Kerjakan Ini: Ketik ulang dengan persis bagian bacaan tentang sunah memelihara jenggot di bawah, mulai dari "Perintah Nabi Agar" sampai dengan "الشَّوَارِبِ وَإِعْفَاءِ اللِّحْيَةِ.".

Bacaan yang Diberikan:
• • • • •

Rabu, 24 Februari 2016

KAJIAN TENTANG SUNNAH MEMELIHARA JENGGOT


Jenggot (lihyah) adalah rambut yg tumbuh pada kedua pipi dan dagu. Jadi, semua rambut yg tumbuh pada dagu, di bawah dua tulang rahang bawah, pipi, dan sisi2 pipi disebut lihyah (jenggot) kecuali kumis.
Perintah Nabi Agar Memelihara Jenggot
Hadits pertama, dari Ibnu Umar radhiyallahu ‘anhu, Nabi shallallahu ‘alaihi wa sallam bersabda,
أَحْفُوا الشَّوَارِبَ وَأَعْفُوا اللِّحَى
“Potong pendeklah kumis dan biarkanlah (peliharalah) jenggot.” (HR. Muslim)
Hadits kedua, dari Ibnu Umar radhiyallahu ‘anhu, Nabi shallallahu ‘alaihi wa sallam bersabda,
خَالِفُوا الْمُشْرِكِينَ أَحْفُوا الشَّوَارِبَ وَأَوْفُوا اللِّحَى
“Selisilah orang2 musyrik. Potong pendeklah kumis dan biarkanlah jenggot.” (HR. Muslim)
Hadits ketiga, dari Ibnu Umar radhiyallahu ‘anhu, beliau berkata,
أَنَّهُ أَمَرَ بِإِحْفَاءِ الشَّوَارِبِ وَإِعْفَاءِ اللِّحْيَةِ.
“Beliau shallallahu ‘alaihi wa sallam memerintahkan untuk memotong pendek kumis dan membiarkan (memelihara) jenggot.” (HR. Muslim)
Hadits keempat, dari Abu Huroiroh radhiyallahu ‘anhu, Rasulullah shallallahu ‘alaihi wa sallam bersabda,
جُزُّوا الشَّوَارِبَ وَأَرْخُوا اللِّحَى خَالِفُوا الْمَجُوسَ
“Pendekkanlah kumis dan biarkanlah (perihalah) jenggot dan selisilah Majusi.” (HR. Muslim)

• • • • •

Informasi yang Diekstrak:
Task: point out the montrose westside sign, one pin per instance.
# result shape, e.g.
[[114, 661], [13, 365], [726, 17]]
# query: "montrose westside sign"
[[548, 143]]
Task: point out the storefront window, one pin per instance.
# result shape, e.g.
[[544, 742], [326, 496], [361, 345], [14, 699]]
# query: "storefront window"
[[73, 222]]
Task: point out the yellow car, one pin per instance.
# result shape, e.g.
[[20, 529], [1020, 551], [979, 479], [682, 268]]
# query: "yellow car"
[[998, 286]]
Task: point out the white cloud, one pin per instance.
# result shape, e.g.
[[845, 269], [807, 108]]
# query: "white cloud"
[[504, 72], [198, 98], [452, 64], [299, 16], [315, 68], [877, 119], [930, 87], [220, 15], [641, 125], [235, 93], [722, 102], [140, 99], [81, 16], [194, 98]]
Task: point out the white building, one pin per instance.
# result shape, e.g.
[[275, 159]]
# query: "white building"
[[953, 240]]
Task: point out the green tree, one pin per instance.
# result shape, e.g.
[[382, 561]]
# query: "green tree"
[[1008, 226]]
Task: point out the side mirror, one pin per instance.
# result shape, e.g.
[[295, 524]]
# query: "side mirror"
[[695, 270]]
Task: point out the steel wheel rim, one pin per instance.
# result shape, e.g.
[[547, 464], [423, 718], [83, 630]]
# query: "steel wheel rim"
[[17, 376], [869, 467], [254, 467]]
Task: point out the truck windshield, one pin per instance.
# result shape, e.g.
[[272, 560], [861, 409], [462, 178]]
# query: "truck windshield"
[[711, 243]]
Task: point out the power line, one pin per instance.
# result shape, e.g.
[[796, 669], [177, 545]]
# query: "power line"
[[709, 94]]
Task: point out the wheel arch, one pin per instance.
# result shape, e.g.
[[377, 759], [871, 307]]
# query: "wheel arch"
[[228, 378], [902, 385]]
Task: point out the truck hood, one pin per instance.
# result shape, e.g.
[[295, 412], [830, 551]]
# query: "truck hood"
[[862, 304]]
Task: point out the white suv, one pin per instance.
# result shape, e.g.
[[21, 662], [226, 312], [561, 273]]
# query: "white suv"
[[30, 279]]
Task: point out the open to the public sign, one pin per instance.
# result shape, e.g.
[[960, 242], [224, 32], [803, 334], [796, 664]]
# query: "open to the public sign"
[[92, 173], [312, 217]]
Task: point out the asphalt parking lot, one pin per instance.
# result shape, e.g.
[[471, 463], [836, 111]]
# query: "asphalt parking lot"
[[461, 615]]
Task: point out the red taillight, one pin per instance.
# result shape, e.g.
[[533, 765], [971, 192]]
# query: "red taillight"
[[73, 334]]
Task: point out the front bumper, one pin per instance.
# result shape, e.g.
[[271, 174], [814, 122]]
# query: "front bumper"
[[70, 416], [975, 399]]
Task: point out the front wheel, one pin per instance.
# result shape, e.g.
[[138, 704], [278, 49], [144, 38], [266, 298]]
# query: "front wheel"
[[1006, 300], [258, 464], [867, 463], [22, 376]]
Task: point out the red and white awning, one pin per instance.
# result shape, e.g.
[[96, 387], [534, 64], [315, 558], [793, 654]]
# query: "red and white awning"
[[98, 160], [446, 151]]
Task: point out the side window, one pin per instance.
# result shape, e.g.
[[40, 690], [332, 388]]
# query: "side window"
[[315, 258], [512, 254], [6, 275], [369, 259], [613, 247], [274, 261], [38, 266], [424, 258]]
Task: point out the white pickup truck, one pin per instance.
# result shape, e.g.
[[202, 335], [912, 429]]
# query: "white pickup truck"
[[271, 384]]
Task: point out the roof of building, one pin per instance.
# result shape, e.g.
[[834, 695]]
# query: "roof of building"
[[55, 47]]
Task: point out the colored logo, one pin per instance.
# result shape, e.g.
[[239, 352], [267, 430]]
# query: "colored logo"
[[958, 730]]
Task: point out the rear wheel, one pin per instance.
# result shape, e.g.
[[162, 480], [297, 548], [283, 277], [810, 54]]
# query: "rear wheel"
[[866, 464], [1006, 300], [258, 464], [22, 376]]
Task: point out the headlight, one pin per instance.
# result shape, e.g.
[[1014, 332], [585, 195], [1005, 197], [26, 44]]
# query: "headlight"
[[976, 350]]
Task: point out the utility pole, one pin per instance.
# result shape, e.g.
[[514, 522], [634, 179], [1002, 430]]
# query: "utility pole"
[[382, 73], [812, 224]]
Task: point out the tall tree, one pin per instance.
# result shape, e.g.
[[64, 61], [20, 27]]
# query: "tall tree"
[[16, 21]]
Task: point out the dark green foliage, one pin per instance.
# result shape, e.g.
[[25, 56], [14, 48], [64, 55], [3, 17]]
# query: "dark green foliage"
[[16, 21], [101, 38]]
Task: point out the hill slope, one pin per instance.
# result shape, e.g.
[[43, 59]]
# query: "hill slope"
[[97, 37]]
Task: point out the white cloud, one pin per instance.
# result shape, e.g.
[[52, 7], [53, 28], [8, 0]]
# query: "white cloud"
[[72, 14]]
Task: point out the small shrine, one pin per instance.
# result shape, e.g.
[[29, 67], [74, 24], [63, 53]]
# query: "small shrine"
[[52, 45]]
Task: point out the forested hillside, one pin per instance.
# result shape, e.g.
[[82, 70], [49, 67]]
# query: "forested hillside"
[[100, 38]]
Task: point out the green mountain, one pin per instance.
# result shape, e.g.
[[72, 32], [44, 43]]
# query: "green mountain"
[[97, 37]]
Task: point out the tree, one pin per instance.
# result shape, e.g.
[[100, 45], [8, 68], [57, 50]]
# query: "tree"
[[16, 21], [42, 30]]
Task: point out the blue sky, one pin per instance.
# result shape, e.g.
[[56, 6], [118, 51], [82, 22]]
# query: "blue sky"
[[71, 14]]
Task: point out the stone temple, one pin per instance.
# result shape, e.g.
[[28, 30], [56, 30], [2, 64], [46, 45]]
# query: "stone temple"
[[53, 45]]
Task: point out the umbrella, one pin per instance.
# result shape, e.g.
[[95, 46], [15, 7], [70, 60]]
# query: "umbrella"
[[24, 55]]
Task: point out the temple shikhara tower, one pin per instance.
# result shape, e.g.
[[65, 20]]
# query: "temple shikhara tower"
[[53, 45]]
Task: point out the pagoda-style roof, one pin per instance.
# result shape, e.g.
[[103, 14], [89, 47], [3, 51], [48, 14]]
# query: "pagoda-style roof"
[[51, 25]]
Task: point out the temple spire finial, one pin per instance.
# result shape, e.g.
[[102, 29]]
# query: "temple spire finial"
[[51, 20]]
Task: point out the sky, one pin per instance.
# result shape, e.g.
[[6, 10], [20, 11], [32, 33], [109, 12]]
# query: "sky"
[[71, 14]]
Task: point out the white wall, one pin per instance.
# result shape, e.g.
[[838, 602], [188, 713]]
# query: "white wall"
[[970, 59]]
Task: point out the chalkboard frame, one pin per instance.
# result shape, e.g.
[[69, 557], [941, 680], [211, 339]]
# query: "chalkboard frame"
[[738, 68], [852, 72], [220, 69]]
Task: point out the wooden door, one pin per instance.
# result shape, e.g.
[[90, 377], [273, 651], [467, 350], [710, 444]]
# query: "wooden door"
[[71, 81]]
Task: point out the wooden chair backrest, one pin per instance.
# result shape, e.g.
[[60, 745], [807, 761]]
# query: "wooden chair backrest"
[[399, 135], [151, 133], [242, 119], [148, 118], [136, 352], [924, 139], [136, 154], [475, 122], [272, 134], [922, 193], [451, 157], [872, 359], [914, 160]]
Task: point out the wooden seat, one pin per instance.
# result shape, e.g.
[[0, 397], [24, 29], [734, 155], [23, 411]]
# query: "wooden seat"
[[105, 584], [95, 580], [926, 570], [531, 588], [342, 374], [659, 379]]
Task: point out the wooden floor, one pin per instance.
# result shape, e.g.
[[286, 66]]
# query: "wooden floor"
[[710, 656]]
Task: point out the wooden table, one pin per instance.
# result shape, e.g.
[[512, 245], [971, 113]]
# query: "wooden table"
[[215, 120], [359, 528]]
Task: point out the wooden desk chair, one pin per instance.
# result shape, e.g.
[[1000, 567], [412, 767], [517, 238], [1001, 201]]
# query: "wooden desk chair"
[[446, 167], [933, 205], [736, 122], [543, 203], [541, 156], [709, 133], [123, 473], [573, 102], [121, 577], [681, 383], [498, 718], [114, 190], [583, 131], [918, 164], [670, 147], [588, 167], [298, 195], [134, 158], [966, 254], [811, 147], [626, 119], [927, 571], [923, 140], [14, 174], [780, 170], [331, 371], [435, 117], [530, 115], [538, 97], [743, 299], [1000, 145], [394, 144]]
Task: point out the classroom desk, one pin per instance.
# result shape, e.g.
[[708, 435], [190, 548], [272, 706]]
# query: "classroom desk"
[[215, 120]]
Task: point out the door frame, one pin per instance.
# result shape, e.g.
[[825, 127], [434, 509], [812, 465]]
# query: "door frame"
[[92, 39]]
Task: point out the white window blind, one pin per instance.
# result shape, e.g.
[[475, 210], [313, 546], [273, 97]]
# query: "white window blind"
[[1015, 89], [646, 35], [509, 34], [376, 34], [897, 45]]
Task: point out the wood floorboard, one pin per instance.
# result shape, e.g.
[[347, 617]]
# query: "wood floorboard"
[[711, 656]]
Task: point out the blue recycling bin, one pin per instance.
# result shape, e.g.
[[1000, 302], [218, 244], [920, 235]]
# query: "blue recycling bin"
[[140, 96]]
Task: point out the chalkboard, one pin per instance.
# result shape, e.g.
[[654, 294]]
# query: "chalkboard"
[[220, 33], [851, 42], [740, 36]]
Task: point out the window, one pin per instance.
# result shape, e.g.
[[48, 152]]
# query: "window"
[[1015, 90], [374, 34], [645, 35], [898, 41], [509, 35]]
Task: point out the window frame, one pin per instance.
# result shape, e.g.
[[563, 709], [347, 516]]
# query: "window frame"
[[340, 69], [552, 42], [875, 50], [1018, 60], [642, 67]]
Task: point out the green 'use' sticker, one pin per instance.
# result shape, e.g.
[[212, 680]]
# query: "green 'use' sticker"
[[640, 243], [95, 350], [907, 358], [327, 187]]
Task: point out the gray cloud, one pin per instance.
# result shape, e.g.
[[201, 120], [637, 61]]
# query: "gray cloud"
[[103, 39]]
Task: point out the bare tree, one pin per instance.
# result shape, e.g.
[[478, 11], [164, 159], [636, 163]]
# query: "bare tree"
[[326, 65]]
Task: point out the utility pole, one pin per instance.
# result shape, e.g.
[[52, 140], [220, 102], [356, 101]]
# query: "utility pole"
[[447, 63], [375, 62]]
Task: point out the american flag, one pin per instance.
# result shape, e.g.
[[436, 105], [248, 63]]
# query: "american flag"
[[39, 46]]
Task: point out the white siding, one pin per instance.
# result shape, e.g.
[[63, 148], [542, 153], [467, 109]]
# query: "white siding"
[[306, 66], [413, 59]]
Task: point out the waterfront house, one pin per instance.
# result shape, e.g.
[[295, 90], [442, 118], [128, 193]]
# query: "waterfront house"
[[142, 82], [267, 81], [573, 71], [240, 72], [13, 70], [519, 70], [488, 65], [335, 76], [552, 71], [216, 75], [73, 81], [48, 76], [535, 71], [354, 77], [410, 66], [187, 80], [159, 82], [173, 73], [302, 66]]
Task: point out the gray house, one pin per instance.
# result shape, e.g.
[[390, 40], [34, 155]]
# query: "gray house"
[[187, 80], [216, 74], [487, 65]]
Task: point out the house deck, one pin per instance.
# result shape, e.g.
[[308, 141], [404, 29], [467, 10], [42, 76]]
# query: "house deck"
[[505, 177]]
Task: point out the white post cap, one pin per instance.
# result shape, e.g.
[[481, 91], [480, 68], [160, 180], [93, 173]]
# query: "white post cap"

• • • • •

Tugas Selesai:
Perintah Nabi Agar Memelihara Jenggot
Hadits pertama, dari Ibnu Umar radhiyallahu ‘anhu, Nabi shallallahu ‘alaihi wa sallam bersabda,
أَحْفُوا الشَّوَارِبَ وَأَعْفُوا اللِّحَى
“Potong pendeklah kumis dan biarkanlah (peliharalah) jenggot.” (HR. Muslim)
Hadits kedua, dari Ibnu Umar radhiyallahu ‘anhu, Nabi shallallahu ‘alaihi wa sallam bersabda,
خَالِفُوا الْمُشْرِكِينَ أَحْفُوا الشَّوَارِبَ وَأَوْفُوا اللِّحَى
“Selisilah orang2 musyrik. Potong pendeklah kumis dan biarkanlah jenggot.” (HR. Muslim)
Hadits ketiga, dari Ibnu Umar radhiyallahu ‘anhu, beliau berkata,
أَنَّهُ أَمَرَ بِإِحْفَاءِ الشَّوَارِبِ وَإِعْفَاءِ اللِّحْيَةِ.